> **Source passage**:
= = = = = = =
Finally, one could make a case about the agencies’ usefulness in rating enterprises, with some competition and more public control mind you. However, are they equipped to rate countries? Considering that financial issues cannot be isolated from their political, social and cultural contexts, how can agencies adequately rate countries? They simply do not have the expertise to do so. Cutting social services such as health care and education engenders structural consequences a lot more complex then lowering one’s deficit, which in turn affects economic capabilities in the long run. Of course, sometimes it has to be done, but rating agencies, which base their ratings on these types of measures, don’t know anything about these complex consequences and do not pretend to either.

In short, collectively we should stop giving any importance to what rating agencies say. They are in a conflict of interest, are ideologically biased, lack the expertise to rate countries and most of all, their actions hurt millions of people for the benefit of a few. Governments are forced to implement reforms to satisfy the market in the short run, even though they are doomed to fail in the long run. Argentina got out of its terrible crisis at the beginning of the century when they stopped trying to get ratings. Hopefully we can learn from history for once.

Masthead photo courtesy of Ken Lund (apparently it’s picture of a rating agency)
= = = = = = =
Photo-based point labeling records
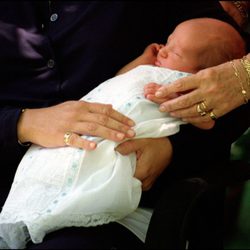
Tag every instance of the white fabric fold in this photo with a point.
(63, 187)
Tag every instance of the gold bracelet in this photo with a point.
(23, 144)
(246, 64)
(242, 8)
(236, 73)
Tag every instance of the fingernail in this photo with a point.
(162, 108)
(120, 136)
(92, 145)
(131, 123)
(131, 133)
(158, 94)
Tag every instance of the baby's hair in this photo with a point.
(225, 44)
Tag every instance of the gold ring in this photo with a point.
(66, 138)
(212, 115)
(203, 106)
(200, 111)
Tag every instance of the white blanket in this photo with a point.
(63, 187)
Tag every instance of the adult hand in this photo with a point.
(217, 87)
(153, 156)
(47, 126)
(238, 10)
(151, 88)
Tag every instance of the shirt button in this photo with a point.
(51, 63)
(53, 17)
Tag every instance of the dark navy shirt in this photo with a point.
(53, 51)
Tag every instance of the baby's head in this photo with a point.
(200, 43)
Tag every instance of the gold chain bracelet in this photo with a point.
(246, 64)
(236, 73)
(243, 9)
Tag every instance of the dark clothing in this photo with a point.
(55, 51)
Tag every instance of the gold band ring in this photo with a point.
(212, 115)
(203, 106)
(200, 111)
(66, 138)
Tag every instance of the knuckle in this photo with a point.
(103, 119)
(107, 109)
(91, 127)
(179, 85)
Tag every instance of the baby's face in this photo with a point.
(182, 50)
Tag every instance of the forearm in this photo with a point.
(11, 151)
(196, 151)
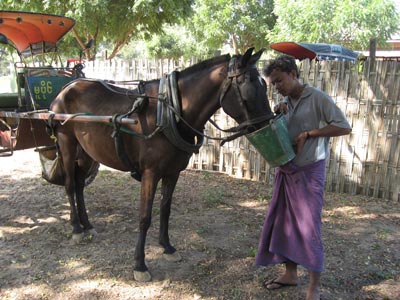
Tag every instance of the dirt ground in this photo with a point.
(215, 225)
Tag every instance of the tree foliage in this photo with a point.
(351, 23)
(113, 22)
(240, 23)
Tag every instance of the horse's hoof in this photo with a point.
(77, 238)
(92, 232)
(142, 276)
(174, 257)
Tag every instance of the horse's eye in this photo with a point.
(248, 91)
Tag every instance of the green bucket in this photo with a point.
(273, 142)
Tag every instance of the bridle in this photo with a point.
(231, 81)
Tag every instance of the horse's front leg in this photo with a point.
(80, 175)
(168, 187)
(147, 192)
(68, 154)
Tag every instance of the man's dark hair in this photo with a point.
(284, 63)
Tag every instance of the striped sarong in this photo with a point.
(292, 228)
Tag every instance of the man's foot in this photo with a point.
(313, 294)
(275, 284)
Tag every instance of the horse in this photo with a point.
(169, 116)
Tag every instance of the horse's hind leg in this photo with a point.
(147, 192)
(168, 187)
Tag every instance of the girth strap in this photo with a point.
(120, 149)
(169, 113)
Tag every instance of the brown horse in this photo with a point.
(170, 114)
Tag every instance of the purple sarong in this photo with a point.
(292, 228)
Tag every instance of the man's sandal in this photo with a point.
(277, 284)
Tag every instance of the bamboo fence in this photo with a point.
(365, 162)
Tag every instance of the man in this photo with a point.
(292, 229)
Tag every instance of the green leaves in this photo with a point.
(349, 22)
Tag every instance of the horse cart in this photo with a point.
(150, 131)
(29, 85)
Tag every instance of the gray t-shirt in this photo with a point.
(314, 109)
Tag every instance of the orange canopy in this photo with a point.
(34, 32)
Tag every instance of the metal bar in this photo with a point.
(64, 117)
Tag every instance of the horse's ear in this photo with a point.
(247, 56)
(256, 56)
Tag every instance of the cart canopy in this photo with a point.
(318, 51)
(34, 33)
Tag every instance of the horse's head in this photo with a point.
(244, 92)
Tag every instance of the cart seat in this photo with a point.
(8, 101)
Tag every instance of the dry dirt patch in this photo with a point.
(215, 225)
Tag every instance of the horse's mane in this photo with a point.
(205, 64)
(201, 66)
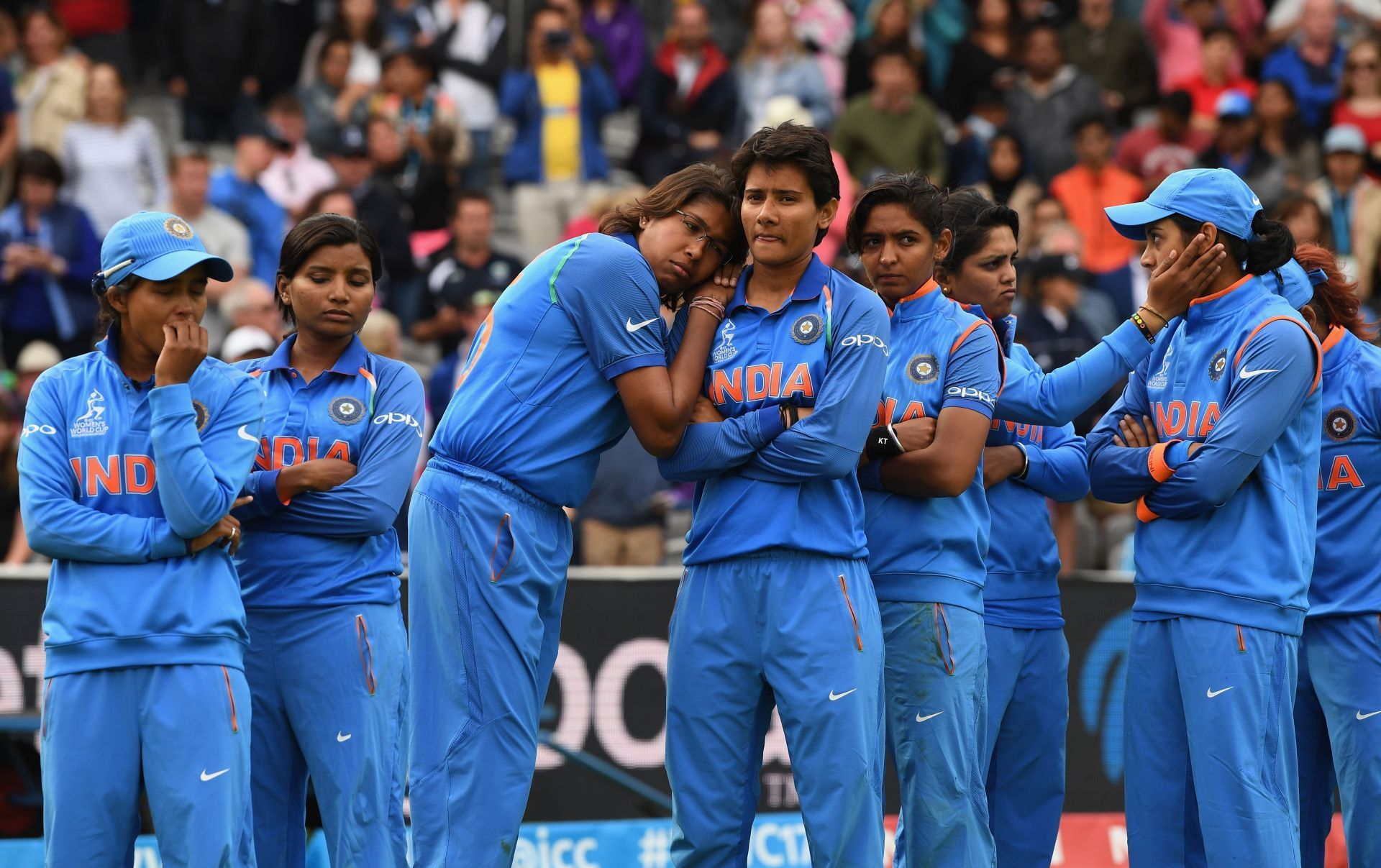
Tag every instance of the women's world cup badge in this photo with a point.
(808, 329)
(347, 410)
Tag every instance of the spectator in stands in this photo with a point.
(1006, 180)
(52, 90)
(250, 303)
(986, 61)
(423, 183)
(47, 255)
(357, 21)
(296, 174)
(471, 51)
(618, 27)
(34, 359)
(455, 275)
(1178, 28)
(894, 127)
(237, 191)
(1170, 144)
(1047, 99)
(1305, 220)
(1312, 67)
(690, 99)
(1346, 192)
(1285, 136)
(330, 102)
(775, 64)
(557, 104)
(246, 342)
(891, 31)
(1086, 189)
(621, 519)
(1221, 57)
(1359, 102)
(1115, 52)
(381, 207)
(1238, 147)
(214, 52)
(114, 163)
(190, 181)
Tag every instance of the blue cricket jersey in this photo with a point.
(115, 478)
(765, 488)
(1346, 565)
(1228, 534)
(931, 549)
(327, 548)
(535, 401)
(1022, 588)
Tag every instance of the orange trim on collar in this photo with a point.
(1221, 293)
(1336, 336)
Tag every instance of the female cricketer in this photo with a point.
(130, 462)
(777, 605)
(1217, 439)
(572, 354)
(927, 525)
(319, 570)
(1340, 652)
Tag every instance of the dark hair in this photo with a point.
(324, 231)
(1336, 300)
(39, 163)
(790, 144)
(1090, 119)
(913, 191)
(1271, 245)
(673, 192)
(470, 195)
(971, 217)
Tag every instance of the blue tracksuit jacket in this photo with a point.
(1022, 588)
(535, 401)
(327, 548)
(764, 488)
(930, 549)
(1238, 373)
(115, 479)
(1346, 575)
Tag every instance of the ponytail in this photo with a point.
(1334, 300)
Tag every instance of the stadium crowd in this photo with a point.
(470, 137)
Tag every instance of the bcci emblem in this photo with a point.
= = = = = = =
> **Things to do**:
(a) According to the passage on rating agencies, which country got out of its crisis when it stopped trying to get ratings?
(b) List every criticism of rating agencies that the passage on rating agencies gives in its sentence beginning "They are in a conflict of interest".
(c) From the passage on rating agencies, extract the part that opens with the words containing "In short, collectively" and closes with "history for once.".
These records were drawn from a separate source.

> **Answers provided**:
(a) Argentina

(b)
- They are in a conflict of interest.
- They are ideologically biased.
- They lack the expertise to rate countries.
- Their actions hurt millions of people for the benefit of a few.

(c)
In short, collectively we should stop giving any importance to what rating agencies say. They are in a conflict of interest, are ideologically biased, lack the expertise to rate countries and most of all, their actions hurt millions of people for the benefit of a few. Governments are forced to implement reforms to satisfy the market in the short run, even though they are doomed to fail in the long run. Argentina got out of its terrible crisis at the beginning of the century when they stopped trying to get ratings. Hopefully we can learn from history for once.